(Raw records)
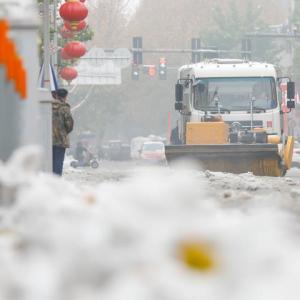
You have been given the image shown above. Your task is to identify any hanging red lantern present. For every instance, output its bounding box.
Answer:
[60,48,72,60]
[59,67,78,83]
[59,0,88,28]
[60,26,74,39]
[64,21,86,31]
[64,42,86,58]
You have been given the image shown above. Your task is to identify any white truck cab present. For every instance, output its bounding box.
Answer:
[175,59,292,142]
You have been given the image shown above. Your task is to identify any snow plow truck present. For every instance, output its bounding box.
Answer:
[165,59,295,176]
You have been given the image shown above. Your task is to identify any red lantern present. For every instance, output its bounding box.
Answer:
[64,21,86,31]
[60,48,72,60]
[59,67,78,82]
[64,42,86,58]
[60,26,74,39]
[59,1,88,28]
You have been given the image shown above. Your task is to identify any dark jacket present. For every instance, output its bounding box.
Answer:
[52,100,74,148]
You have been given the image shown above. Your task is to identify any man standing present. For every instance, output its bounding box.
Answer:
[52,89,74,176]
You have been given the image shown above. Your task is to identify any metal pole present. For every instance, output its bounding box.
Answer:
[39,0,52,172]
[52,0,58,76]
[43,0,50,90]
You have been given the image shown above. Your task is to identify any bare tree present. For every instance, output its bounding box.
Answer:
[89,0,133,48]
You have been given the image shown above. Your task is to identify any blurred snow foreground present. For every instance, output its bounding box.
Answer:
[0,148,300,300]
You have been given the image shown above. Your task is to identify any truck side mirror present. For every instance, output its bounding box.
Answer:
[287,81,295,100]
[175,83,183,102]
[286,100,295,109]
[175,102,183,110]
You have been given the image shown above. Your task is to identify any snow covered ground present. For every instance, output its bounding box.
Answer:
[0,149,300,300]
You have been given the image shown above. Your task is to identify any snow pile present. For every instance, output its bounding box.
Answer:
[0,151,300,300]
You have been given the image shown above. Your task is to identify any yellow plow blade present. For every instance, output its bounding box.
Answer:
[165,144,285,176]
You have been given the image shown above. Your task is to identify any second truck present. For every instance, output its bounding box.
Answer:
[165,59,295,176]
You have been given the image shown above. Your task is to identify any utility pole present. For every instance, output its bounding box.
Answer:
[39,0,52,172]
[43,0,50,89]
[52,0,58,76]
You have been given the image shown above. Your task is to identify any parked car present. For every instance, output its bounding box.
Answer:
[292,141,300,168]
[140,141,166,163]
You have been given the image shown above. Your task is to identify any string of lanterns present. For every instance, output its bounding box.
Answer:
[59,0,88,83]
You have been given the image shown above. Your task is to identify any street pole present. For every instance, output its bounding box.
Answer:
[52,0,58,77]
[39,0,52,172]
[43,0,50,90]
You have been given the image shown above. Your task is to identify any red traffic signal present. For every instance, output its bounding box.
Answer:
[148,65,156,77]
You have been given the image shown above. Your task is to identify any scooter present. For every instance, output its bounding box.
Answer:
[70,157,100,169]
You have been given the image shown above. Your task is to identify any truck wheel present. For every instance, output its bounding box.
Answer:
[91,160,99,169]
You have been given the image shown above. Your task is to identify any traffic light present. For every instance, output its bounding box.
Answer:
[131,63,140,80]
[148,65,156,77]
[203,46,219,59]
[132,36,143,65]
[158,57,167,80]
[242,39,252,60]
[191,38,201,64]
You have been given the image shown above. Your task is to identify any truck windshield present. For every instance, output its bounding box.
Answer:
[193,77,277,111]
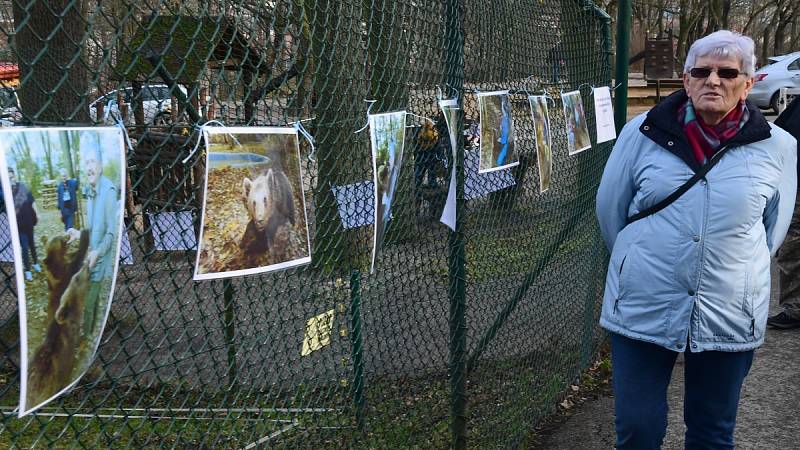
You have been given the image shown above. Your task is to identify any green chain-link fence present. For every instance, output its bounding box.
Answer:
[0,0,611,449]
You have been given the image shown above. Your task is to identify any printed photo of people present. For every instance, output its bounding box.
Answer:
[528,95,553,192]
[561,91,592,155]
[194,127,311,280]
[369,111,406,272]
[0,127,125,417]
[478,91,519,173]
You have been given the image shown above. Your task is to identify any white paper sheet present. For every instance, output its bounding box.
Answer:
[439,99,458,231]
[593,86,617,144]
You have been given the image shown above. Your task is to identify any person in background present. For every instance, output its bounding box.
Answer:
[57,169,78,230]
[597,30,797,449]
[767,97,800,330]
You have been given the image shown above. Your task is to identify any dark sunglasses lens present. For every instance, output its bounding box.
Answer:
[717,69,739,78]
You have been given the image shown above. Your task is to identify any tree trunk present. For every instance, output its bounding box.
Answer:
[310,0,375,274]
[12,0,89,123]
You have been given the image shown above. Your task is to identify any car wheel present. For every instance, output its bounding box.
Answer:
[153,111,172,127]
[769,91,781,114]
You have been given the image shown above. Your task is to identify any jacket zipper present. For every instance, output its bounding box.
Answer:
[687,144,728,347]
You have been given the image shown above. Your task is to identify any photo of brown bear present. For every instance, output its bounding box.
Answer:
[0,127,125,416]
[27,256,89,405]
[194,127,311,280]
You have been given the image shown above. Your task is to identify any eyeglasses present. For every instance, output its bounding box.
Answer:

▶ What the task asks
Please rewrite all of the data above, replacing "For every instance" with "For each instance" wherever it occurs and leaving everything else unchanged. Omit the pictures from your answer.

▶ Output of the exercise
You have been given the image shown above. Your task is to identify any hanging red lantern present. For each instance, output its bounding box.
Answer:
[60,48,72,60]
[59,67,78,83]
[59,0,88,28]
[60,26,74,39]
[64,21,86,31]
[64,42,86,58]
You have been given the image shown above. Your task is to identify any white truck cab present. For each instance, output its bounding box.
Answer:
[175,59,292,142]
You have been given the image shown above. Your task is to identify any snow plow truck present. For each instance, output its bounding box.
Answer:
[165,59,295,176]
You have been given the image shown above. Your task is to identify any red lantern present. For each instance, output its bounding box.
Answer:
[64,21,86,31]
[60,48,72,60]
[59,67,78,82]
[64,42,86,58]
[60,26,74,39]
[59,1,88,28]
You have been given the image shown above. Your task is to identify any dark jacket present. For each instance, output its bounding box.
Answer:
[52,100,74,148]
You have been given the image shown above. Your task is to identify any man standing present. For each instance, output its bounding box.
Answer:
[52,89,74,176]
You have been given the image shown above. Your task is to identify any metal pole present. For each instance, output its bounding box.
Answer:
[39,0,52,172]
[52,0,58,76]
[43,0,50,90]
You have been given the image shown above. Your task is to identify any bare tree present. For each instance, output its bounding box.
Answer:
[89,0,133,48]
You have been given the image shown above. Your task is to identify any blurred snow foreground present. For each instance, output its bounding box.
Answer:
[0,148,300,300]
You have been given the image shown above. Your task is to identify any truck side mirror present. For each instance, output its bounding box.
Answer:
[287,81,295,100]
[175,83,183,102]
[286,100,295,109]
[175,102,183,110]
You have been given the image shown above. Your task is to identify any snow covered ground present. For each instance, output its bounding box.
Answer:
[0,149,300,300]
You have been given the image shown above. Your task is to identify any snow pile present. For each instance, output its bounding box.
Answer:
[0,151,300,300]
You have been given the image shown above. Your task is to identify any yellow plow blade present. For each instance, output its bounding box.
Answer:
[165,144,285,176]
You have been given the image shown above. Your task is to identify any second truck present. For each instance, output its bounding box.
Answer:
[165,59,295,176]
You have been given the image shown above. Your task is to identify any utility pole present. For each instance, output its bounding box.
Answer:
[39,0,52,172]
[43,0,50,89]
[52,0,58,76]
You have been given the image shown above. Your task is to identify any parked car present. For each instance, output its bounding box.
Answer:
[292,141,300,168]
[140,141,166,163]
You have been given the image shown above. Your task is to identify any string of lanterns present. For each instance, output its bounding box.
Answer:
[59,0,88,83]
You have been given the image shown above. Your task is to identify any street pole present. For each instance, output its bounding box.
Answer:
[52,0,58,77]
[39,0,52,172]
[43,0,50,90]
You have been given the image shown above. Your task is to identify any red traffic signal present. For each instance, output its bounding box.
Answer:
[148,65,156,77]
You have been given the image shown above. Your task is to identify any scooter present. For each instance, output its bounding box.
Answer:
[70,157,100,169]
You have been given the image shown above. Your task is to identify any truck wheel present. For each instance, output its bounding box.
Answer:
[91,160,99,169]
You have been given the image shown above. Your task is to identify any traffic light present. For each instance, output its bounding box.
Answer:
[131,63,140,80]
[148,65,156,77]
[203,46,219,59]
[132,36,143,65]
[158,57,167,80]
[242,39,252,60]
[191,38,201,64]
You have been given the image shown above. Your task is to identify any truck windshield present. For each instance, output its bounding box.
Answer:
[193,77,277,111]
You have been given the image shown above. Your task is to identify any green chain-link fence present. For each instance, output its bounding box.
Answer:
[0,0,611,449]
You have been given the image shown above. Your task is to identify any printed photo of people present. For each instance, output its bounding box.
Answer:
[528,95,553,192]
[561,91,592,155]
[194,127,311,280]
[369,111,406,272]
[0,127,125,417]
[478,91,519,173]
You have been given the image shown above. Your task is to identify any white paper sheet present. For each instance, output its bounding box.
Answer:
[439,99,458,231]
[593,86,617,144]
You have been given the image shown above. Your task is to identify any person in background present. For each instance, output its bounding box.
Answer:
[57,169,78,230]
[597,30,797,449]
[767,97,800,330]
You have been given the image shown above. Your task is to identify any dark sunglasses lens present. For each instance, output its bounding box.
Answer:
[717,69,739,78]
You have been given the image shown above. Your task is to identify any tree trunk present. For each instance, output its bounding box.
Answer:
[310,0,375,274]
[12,0,89,123]
You have been given the image shown above. Your task is to identify any car wheel present. For each instance, output its bounding box.
Answer:
[153,111,172,127]
[769,91,781,114]
You have been given the image shown above. Your task is to identify any jacket zipper present. For each instance, output its bounding box.
Answer:
[687,144,728,347]
You have been given the image shown above. Your task is to identify any photo of brown bear present. For each instance, output its bounding box.
Answer:
[0,127,125,416]
[27,256,89,405]
[194,127,311,280]
You have been given the image shown above. Your task is to identify any eyeglasses present. For each instance, output its bounding box.
Answer:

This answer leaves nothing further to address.